**Aim of the task**
Please gather every line in the data below that contains the string "blonde", treating uppercase and lowercase as different.

**Excerpts from point annotation data**
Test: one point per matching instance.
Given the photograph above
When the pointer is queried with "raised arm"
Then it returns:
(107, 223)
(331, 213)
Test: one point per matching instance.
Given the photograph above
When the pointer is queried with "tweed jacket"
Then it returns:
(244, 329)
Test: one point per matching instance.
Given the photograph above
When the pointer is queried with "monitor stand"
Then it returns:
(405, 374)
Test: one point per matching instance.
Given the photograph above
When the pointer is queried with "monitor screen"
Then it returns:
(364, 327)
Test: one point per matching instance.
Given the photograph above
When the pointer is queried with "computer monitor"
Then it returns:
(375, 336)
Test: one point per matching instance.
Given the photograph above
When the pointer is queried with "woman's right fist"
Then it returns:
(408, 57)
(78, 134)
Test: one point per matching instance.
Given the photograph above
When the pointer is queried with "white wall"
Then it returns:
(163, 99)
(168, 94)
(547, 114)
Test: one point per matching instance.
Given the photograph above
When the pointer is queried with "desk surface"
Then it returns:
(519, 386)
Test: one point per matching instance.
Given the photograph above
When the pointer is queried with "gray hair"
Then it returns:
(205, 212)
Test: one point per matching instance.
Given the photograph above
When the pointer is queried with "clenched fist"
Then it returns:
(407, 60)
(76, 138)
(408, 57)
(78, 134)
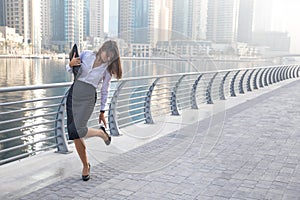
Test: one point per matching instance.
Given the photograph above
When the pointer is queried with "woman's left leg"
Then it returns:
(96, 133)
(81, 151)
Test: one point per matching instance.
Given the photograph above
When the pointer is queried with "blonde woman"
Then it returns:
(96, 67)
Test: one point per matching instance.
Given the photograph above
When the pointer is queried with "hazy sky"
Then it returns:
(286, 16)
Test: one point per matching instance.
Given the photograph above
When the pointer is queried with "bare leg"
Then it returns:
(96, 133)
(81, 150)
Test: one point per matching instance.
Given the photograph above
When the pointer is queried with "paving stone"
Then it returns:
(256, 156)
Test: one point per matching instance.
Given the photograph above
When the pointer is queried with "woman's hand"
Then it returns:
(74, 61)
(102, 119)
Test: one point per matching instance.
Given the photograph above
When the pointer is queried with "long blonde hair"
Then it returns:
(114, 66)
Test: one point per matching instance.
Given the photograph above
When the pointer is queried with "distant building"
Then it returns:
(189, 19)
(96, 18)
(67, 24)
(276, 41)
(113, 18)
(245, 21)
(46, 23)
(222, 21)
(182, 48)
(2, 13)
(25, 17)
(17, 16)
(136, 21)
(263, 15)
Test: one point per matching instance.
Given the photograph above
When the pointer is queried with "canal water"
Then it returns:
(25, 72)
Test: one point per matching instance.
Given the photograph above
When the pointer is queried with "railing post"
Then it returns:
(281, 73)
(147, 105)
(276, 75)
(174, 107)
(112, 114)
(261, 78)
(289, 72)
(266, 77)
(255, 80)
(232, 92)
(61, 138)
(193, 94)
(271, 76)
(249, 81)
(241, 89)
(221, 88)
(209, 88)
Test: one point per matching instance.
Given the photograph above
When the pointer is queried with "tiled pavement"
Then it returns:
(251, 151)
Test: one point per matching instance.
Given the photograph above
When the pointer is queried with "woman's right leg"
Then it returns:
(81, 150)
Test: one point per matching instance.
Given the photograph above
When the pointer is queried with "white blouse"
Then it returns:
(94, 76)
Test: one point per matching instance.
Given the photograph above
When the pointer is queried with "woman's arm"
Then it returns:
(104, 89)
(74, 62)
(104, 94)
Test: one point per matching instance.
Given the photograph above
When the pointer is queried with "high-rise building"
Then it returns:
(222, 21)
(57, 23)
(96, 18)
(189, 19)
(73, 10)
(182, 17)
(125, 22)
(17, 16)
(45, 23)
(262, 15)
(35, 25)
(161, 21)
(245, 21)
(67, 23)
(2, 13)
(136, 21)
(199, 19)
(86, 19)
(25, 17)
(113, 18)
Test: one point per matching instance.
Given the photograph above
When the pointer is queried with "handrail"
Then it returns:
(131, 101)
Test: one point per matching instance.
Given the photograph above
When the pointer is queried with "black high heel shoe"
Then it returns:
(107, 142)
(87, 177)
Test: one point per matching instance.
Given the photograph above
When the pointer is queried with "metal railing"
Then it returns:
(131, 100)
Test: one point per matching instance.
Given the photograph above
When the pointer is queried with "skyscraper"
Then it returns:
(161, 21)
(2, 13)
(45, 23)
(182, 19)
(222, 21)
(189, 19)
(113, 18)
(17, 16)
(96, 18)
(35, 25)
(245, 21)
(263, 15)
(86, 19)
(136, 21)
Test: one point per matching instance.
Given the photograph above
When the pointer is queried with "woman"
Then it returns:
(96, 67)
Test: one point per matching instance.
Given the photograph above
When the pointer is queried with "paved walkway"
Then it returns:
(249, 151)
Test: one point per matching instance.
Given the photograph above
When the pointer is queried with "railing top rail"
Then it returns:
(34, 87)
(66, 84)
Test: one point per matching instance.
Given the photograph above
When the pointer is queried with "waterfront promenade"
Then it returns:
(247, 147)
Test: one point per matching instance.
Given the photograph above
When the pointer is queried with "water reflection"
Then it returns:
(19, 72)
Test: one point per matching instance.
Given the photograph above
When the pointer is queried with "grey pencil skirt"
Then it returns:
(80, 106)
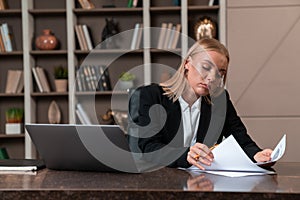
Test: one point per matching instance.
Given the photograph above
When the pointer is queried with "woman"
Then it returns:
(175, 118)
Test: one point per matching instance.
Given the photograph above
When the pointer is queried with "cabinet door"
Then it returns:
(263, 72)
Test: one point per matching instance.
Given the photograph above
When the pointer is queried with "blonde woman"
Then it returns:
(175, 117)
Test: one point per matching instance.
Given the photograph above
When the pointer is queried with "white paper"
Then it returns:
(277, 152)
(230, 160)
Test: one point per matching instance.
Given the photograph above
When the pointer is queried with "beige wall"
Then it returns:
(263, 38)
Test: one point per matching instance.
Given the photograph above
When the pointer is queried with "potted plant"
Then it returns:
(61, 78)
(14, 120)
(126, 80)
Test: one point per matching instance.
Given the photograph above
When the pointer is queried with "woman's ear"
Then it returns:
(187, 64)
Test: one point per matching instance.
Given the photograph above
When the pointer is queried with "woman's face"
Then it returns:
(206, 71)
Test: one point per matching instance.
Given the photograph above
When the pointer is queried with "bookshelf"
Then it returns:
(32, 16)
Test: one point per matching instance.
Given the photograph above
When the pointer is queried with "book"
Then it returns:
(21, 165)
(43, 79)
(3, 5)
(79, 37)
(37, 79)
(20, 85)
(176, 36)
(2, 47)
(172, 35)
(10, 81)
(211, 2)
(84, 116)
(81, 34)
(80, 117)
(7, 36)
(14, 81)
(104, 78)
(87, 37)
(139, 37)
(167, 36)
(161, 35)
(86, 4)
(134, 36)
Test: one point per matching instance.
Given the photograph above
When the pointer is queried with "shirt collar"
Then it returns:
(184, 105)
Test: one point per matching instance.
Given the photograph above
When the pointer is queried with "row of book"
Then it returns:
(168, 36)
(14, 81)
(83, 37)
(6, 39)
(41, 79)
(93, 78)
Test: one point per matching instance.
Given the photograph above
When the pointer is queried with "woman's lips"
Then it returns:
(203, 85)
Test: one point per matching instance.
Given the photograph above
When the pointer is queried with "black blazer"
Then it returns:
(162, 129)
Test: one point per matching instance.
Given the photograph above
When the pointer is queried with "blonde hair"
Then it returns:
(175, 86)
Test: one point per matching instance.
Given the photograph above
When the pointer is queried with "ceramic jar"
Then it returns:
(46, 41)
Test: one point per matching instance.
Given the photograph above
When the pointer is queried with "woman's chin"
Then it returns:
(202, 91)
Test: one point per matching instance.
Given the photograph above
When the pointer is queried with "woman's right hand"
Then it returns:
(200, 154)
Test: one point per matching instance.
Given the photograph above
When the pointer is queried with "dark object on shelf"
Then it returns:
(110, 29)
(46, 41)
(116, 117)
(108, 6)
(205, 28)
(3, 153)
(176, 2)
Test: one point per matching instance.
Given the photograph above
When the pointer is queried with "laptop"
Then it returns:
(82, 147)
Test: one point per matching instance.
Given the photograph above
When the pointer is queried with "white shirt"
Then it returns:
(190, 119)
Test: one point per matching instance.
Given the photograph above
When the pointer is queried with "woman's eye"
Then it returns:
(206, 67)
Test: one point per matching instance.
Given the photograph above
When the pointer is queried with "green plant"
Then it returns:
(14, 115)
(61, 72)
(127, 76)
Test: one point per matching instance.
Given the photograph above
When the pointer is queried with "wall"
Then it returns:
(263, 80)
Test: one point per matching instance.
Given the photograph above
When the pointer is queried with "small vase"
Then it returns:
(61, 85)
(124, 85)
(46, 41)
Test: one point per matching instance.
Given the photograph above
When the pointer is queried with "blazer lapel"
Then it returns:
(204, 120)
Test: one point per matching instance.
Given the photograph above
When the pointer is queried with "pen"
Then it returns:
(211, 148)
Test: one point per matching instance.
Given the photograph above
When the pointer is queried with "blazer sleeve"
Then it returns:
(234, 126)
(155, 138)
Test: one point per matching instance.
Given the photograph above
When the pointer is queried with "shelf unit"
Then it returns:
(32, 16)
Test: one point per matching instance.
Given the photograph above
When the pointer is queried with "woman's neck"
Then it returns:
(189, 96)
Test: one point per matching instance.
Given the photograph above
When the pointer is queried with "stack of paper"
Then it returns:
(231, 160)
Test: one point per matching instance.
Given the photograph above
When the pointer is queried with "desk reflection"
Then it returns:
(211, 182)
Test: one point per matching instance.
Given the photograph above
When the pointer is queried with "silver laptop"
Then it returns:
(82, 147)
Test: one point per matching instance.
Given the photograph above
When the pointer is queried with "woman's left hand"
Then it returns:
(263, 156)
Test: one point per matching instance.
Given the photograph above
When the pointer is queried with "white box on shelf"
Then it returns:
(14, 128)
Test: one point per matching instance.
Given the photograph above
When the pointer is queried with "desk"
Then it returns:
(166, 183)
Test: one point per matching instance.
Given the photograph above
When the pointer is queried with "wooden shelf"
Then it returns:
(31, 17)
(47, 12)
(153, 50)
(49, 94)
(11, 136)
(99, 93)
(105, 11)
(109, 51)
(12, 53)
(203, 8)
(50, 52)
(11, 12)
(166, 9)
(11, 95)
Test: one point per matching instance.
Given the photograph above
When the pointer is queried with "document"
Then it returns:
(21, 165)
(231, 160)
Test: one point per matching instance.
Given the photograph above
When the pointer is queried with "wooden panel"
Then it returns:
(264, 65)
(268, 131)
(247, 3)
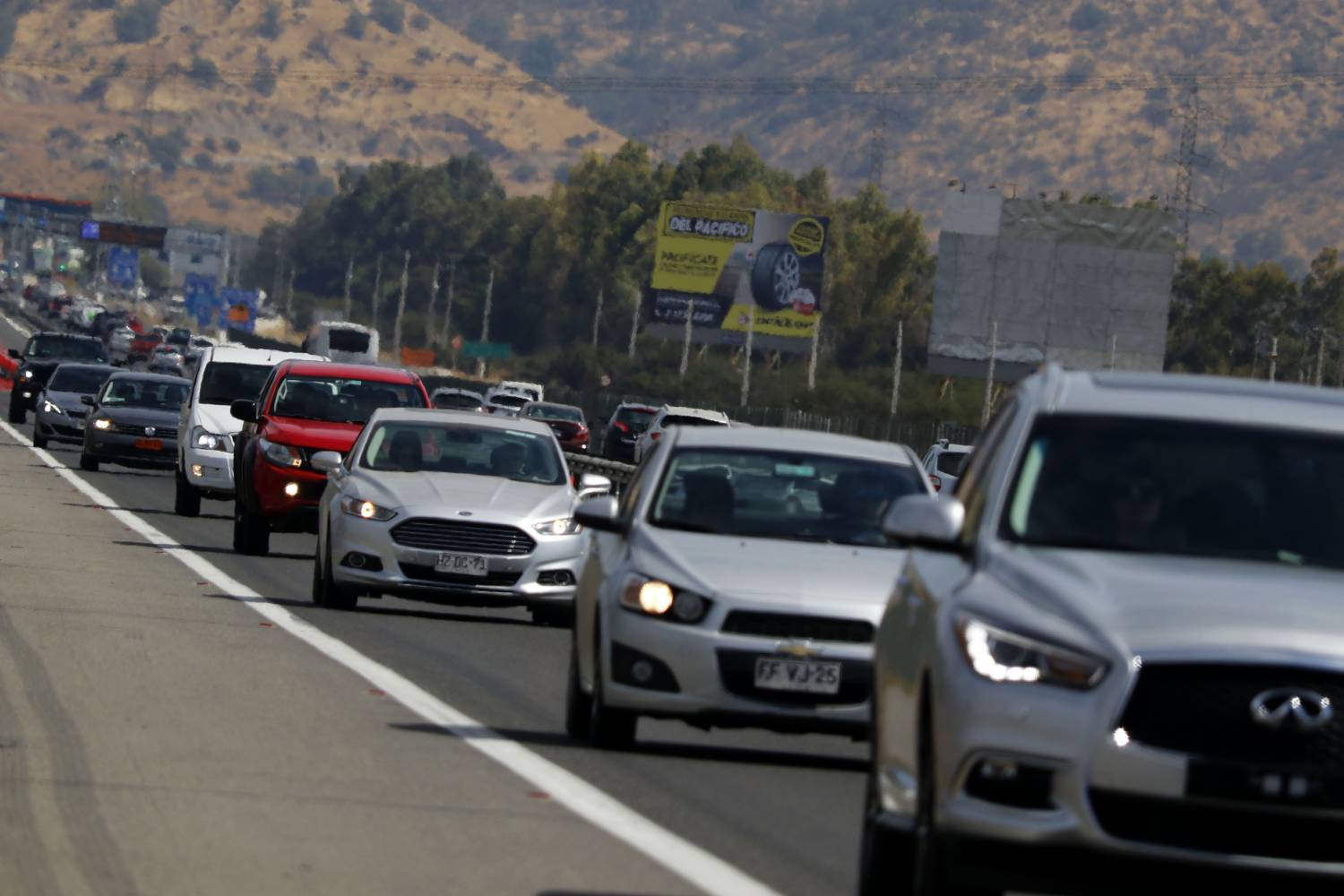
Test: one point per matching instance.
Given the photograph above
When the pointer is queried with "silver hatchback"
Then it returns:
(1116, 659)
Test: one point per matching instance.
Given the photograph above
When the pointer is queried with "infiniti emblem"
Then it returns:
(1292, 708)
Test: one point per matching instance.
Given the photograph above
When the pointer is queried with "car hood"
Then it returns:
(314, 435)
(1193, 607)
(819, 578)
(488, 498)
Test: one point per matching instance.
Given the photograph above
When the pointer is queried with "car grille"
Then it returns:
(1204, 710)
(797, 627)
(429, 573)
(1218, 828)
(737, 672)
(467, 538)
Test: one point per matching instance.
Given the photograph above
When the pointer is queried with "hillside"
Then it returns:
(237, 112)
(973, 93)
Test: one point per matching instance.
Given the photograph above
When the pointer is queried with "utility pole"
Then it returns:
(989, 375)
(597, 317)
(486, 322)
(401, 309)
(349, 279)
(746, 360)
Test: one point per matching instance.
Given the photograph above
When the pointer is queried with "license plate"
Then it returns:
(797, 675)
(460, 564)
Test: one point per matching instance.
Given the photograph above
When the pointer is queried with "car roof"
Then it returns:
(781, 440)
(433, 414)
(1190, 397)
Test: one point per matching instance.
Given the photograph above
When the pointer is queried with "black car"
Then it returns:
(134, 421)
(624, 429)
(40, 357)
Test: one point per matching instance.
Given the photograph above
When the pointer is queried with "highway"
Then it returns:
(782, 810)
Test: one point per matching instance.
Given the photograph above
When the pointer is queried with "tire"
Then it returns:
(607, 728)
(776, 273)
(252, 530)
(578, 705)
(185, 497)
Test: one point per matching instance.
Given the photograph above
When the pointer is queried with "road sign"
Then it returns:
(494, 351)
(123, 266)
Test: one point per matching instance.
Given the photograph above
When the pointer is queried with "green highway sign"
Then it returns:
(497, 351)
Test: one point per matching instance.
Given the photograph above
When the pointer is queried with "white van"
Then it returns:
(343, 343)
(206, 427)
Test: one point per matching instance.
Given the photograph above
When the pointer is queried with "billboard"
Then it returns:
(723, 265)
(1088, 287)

**Result of the task**
When the pointer is queried with "blonde woman"
When the pointer is queried with "long blonde hair"
When the pointer is queried with "blonde woman"
When the pointer is queried with "blonde hair"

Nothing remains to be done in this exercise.